> Stored items
──────────────────────────────
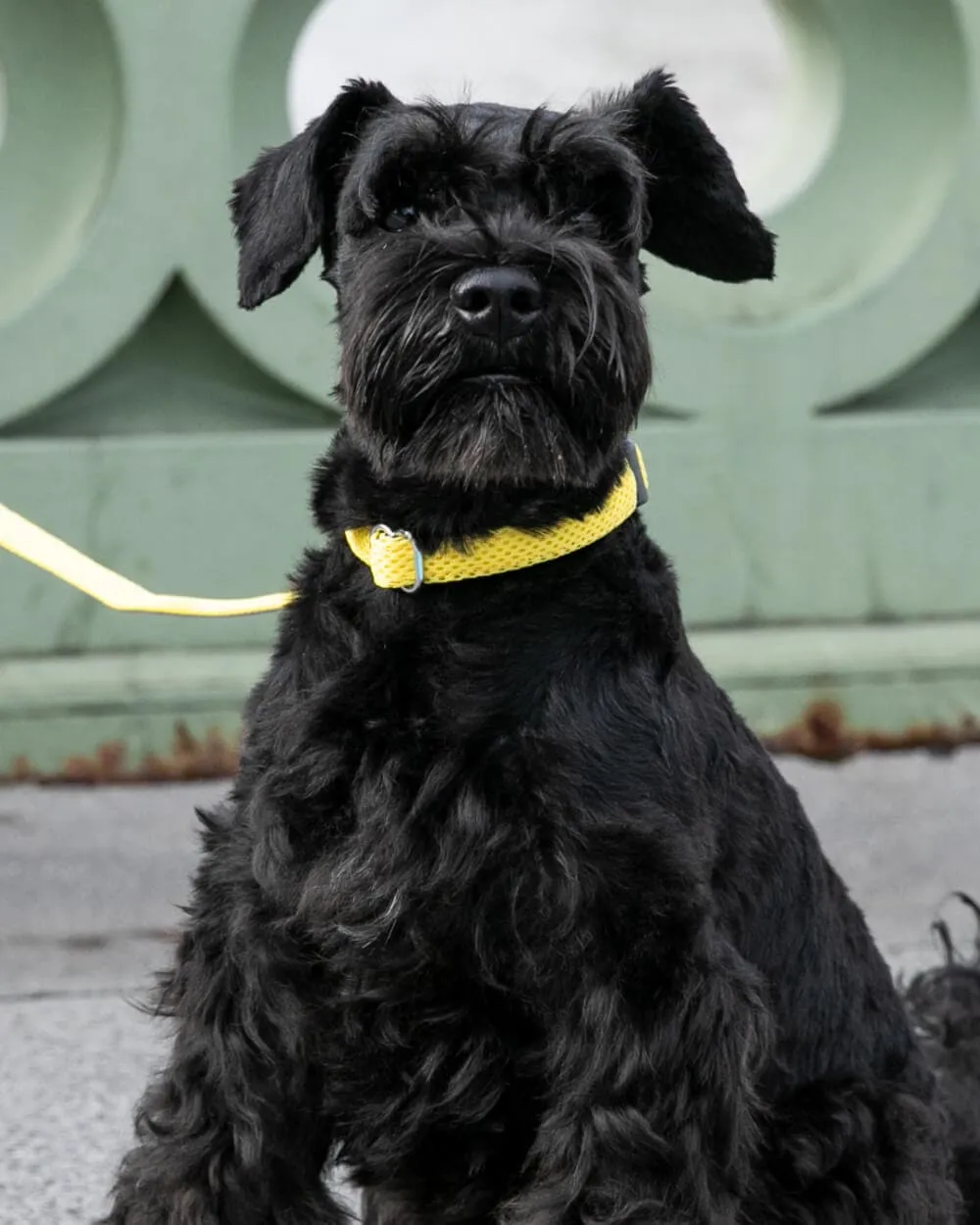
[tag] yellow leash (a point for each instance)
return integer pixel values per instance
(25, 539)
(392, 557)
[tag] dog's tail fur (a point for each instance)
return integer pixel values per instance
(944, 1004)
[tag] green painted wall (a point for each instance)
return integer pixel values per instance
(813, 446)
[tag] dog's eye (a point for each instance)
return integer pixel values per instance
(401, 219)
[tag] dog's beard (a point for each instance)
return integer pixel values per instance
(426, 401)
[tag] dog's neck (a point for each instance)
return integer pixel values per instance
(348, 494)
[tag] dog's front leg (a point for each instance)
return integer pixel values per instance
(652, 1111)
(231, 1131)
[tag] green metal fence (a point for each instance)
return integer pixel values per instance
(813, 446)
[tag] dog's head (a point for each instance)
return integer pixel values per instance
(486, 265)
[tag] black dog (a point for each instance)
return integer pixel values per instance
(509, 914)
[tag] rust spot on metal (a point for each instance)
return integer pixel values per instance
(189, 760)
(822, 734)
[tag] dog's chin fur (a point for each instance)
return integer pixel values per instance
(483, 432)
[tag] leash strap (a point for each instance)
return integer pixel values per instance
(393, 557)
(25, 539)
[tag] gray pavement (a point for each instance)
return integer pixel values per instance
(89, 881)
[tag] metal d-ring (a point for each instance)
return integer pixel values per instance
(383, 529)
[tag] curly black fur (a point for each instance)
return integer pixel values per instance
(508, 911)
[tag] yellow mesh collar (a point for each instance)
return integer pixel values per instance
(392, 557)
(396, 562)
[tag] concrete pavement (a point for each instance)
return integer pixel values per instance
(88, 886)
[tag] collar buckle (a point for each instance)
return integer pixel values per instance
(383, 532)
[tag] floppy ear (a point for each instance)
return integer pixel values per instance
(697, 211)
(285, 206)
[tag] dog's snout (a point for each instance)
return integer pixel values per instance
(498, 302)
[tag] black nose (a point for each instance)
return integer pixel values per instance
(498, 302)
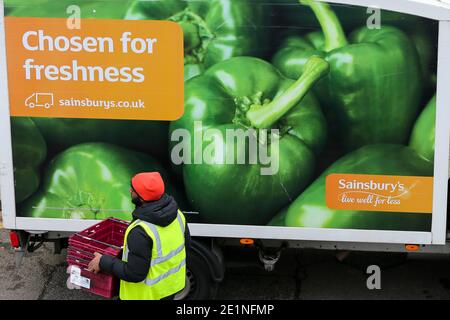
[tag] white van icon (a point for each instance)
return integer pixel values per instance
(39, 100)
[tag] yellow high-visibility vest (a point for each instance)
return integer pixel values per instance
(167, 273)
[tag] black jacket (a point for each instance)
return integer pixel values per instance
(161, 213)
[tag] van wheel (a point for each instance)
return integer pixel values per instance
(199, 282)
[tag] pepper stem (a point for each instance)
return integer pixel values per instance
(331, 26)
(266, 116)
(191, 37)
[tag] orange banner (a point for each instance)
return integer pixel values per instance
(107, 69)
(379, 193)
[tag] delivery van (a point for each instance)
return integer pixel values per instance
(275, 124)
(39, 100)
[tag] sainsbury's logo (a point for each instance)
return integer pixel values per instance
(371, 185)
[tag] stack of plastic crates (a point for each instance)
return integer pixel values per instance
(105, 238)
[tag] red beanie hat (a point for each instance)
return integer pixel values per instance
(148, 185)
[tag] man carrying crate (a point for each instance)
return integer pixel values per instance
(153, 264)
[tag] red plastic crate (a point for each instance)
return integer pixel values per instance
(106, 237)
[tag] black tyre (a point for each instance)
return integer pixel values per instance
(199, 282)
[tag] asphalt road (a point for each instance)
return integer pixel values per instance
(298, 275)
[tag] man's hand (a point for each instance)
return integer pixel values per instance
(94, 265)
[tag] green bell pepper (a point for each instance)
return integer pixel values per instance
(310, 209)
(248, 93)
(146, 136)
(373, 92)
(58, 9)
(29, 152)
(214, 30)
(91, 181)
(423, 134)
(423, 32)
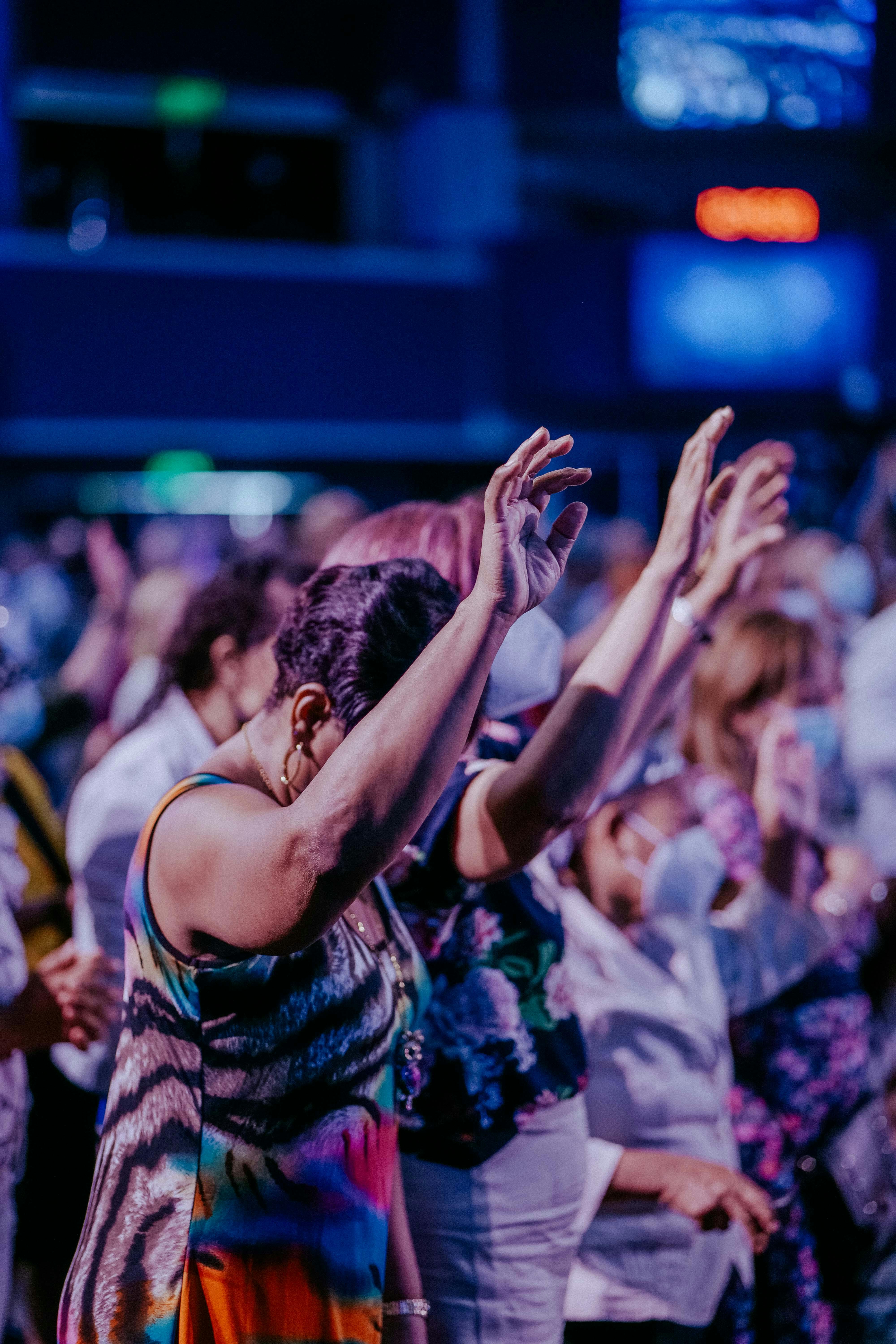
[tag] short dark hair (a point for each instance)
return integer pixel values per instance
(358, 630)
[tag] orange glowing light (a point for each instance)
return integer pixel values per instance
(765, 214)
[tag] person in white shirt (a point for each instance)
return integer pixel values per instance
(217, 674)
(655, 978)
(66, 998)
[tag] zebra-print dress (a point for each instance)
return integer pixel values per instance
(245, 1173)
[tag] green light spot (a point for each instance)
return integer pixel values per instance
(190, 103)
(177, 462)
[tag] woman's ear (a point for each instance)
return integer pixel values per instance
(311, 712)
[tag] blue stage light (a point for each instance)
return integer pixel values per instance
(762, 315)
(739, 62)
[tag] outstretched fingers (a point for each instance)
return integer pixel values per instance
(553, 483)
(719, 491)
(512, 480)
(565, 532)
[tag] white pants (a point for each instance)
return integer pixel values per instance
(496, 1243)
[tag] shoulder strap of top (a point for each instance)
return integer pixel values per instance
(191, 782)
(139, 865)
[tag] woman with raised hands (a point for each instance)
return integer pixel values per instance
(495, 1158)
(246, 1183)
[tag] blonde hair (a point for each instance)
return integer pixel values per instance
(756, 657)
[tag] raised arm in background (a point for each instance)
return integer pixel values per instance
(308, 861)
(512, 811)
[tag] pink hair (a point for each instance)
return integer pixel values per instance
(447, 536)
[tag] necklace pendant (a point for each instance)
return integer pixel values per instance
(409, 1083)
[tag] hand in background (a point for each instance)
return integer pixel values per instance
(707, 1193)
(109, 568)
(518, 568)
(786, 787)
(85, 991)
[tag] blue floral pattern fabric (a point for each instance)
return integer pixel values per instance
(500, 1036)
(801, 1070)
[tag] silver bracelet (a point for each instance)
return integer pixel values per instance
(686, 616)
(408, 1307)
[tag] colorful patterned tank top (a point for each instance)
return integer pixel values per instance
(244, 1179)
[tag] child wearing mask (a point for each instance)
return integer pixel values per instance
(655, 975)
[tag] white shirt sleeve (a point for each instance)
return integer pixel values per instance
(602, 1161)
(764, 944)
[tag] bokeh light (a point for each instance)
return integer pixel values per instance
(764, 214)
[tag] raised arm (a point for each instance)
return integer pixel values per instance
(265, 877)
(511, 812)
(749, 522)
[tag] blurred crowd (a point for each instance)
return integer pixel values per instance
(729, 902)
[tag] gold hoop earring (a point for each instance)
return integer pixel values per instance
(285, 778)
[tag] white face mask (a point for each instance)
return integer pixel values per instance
──────────────────────────────
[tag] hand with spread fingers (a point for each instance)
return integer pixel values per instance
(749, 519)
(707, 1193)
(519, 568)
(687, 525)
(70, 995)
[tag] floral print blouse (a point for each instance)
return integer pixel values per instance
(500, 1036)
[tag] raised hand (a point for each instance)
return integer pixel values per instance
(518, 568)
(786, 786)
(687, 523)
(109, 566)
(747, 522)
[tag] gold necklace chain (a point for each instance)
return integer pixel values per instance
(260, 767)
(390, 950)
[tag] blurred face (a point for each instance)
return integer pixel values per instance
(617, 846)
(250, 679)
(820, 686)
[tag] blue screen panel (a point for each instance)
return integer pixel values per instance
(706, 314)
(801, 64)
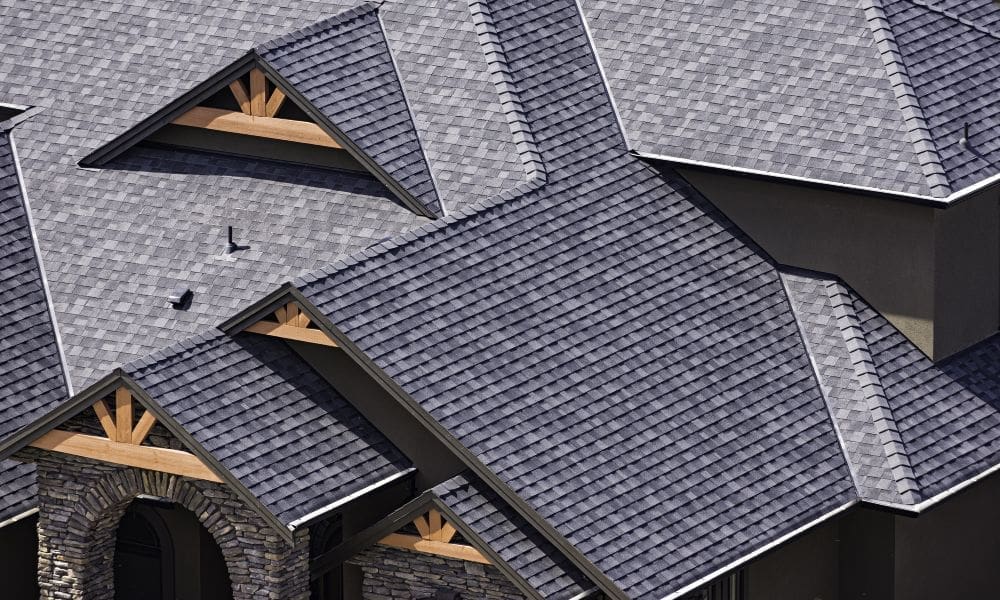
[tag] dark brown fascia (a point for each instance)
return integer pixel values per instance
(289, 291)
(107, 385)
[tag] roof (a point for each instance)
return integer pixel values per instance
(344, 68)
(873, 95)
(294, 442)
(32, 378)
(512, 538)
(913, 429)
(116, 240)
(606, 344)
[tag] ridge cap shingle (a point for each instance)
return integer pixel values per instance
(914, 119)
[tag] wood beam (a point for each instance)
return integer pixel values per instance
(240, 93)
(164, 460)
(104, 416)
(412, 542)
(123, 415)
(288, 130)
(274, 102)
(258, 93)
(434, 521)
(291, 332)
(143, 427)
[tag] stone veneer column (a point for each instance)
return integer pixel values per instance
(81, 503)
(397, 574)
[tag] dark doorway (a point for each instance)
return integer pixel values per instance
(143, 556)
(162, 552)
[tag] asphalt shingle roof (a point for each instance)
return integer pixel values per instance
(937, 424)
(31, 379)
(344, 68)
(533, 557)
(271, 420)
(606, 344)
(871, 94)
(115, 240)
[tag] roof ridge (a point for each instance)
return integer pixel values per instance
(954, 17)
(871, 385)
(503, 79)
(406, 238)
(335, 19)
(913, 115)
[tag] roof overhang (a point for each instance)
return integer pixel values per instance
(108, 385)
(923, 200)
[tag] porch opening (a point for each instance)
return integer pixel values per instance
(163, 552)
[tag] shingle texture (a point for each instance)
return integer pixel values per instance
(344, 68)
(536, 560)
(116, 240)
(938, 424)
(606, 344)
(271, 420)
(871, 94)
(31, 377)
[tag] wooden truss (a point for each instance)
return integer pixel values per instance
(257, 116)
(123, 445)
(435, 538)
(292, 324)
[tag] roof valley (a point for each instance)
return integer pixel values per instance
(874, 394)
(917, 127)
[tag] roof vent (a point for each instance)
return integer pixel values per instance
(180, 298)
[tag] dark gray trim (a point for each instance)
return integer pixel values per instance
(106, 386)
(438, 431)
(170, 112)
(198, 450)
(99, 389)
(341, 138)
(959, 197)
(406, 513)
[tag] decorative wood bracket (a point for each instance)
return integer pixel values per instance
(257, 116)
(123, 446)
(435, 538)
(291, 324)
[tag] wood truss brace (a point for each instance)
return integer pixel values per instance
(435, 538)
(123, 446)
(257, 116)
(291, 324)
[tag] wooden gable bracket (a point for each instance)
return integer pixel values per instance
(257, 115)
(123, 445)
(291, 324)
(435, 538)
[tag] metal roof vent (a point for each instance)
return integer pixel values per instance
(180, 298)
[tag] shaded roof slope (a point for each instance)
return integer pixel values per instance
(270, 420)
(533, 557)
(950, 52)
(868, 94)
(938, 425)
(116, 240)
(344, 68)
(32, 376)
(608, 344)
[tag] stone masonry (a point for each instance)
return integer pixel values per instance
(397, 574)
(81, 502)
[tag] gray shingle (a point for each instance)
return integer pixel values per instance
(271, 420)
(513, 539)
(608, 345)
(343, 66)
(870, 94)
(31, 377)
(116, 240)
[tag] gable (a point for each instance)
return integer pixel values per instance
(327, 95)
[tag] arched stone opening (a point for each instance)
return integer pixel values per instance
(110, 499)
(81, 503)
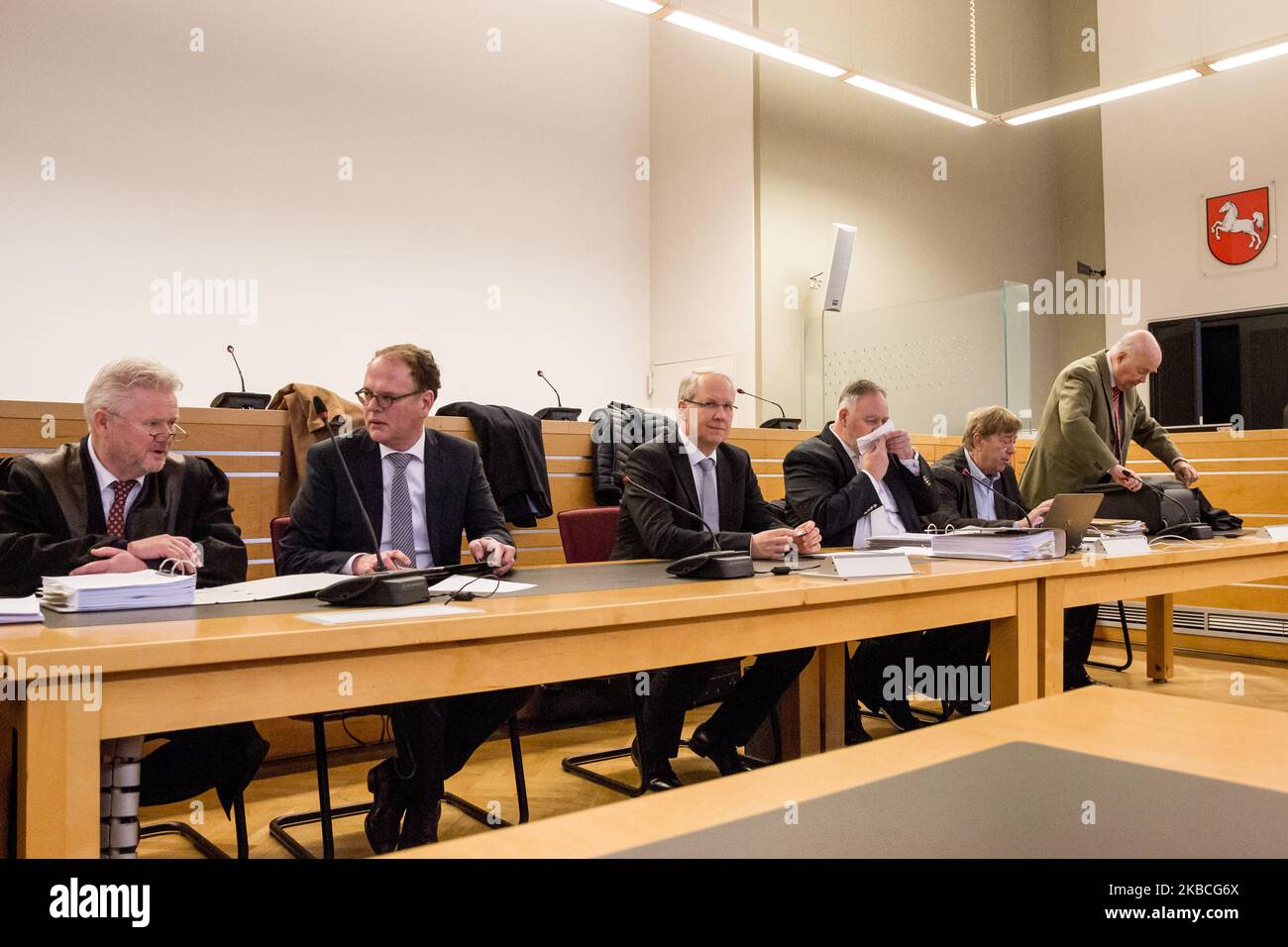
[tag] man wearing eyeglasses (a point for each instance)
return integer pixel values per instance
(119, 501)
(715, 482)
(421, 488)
──────────────────────────────
> Goal
Reproduce the items word for word, starting with the line that contains "[tag] necklace pendant" and stopping after the line that contains "(244, 1179)".

> Exercise output
[tag] necklace pendant (a point for each instance)
return integer pixel values per instance
(409, 1083)
[tag] hand in background (a point for each instance)
return integer pixel values per instance
(707, 1193)
(109, 568)
(518, 568)
(786, 787)
(85, 991)
[tag] blue floral pattern fabric (a point for each instance)
return integer pixel values per instance
(500, 1036)
(801, 1070)
[tag] silver bracelet (a point for each instance)
return integer pixel values per instance
(686, 616)
(408, 1307)
[tag] colorful patterned tank top (a point for each instance)
return integer pixel values per instance
(244, 1179)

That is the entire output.